### EXERCISE TASK
Pick out every line in the records below that contains the string "front", and copy each one. Case counts.

━━━━━ GIVEN DATA

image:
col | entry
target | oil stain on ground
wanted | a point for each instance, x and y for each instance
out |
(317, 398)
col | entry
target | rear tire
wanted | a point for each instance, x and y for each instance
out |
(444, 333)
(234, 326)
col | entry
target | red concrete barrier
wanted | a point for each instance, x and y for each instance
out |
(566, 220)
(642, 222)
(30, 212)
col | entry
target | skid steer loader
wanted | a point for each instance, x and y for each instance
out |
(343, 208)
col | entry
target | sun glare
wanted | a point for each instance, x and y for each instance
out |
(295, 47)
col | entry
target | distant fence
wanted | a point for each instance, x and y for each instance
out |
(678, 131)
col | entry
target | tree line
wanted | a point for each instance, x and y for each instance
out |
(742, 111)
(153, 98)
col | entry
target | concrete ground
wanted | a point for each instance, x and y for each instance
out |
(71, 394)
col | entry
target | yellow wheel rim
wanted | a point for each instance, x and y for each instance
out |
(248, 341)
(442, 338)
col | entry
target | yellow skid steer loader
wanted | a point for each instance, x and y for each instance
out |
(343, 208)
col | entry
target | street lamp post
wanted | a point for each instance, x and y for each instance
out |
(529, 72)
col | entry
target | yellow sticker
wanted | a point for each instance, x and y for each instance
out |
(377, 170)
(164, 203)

━━━━━━━━━━
━━━━━ GIVEN DATA

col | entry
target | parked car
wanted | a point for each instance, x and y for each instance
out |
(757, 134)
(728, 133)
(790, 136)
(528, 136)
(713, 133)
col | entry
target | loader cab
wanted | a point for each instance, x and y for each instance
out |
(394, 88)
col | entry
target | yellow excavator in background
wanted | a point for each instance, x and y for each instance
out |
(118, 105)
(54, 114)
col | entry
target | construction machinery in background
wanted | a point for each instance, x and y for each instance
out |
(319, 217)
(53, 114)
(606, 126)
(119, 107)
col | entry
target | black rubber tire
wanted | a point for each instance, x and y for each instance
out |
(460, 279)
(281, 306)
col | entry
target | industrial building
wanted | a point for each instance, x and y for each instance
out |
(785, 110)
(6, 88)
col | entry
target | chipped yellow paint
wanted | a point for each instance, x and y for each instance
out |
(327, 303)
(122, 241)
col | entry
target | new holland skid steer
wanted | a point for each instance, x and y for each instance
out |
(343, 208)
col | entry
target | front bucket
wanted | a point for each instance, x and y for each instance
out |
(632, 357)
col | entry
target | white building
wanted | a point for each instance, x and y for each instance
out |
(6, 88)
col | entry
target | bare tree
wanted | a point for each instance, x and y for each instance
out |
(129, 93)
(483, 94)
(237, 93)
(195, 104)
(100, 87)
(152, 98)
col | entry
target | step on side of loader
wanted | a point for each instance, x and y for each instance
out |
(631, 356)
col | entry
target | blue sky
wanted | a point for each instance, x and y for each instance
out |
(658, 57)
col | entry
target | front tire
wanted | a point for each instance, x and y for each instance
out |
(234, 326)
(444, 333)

━━━━━━━━━━
━━━━━ GIVEN DATA

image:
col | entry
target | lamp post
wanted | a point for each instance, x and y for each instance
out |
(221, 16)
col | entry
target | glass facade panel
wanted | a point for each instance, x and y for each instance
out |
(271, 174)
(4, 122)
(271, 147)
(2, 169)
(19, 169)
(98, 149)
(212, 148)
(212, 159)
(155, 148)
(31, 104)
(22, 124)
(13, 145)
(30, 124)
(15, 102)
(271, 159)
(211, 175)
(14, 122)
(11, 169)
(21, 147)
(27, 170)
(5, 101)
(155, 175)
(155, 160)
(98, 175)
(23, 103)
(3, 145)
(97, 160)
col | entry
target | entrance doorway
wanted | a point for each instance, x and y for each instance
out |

━━━━━━━━━━

### EXERCISE RESULT
target | front bucket
target | front tire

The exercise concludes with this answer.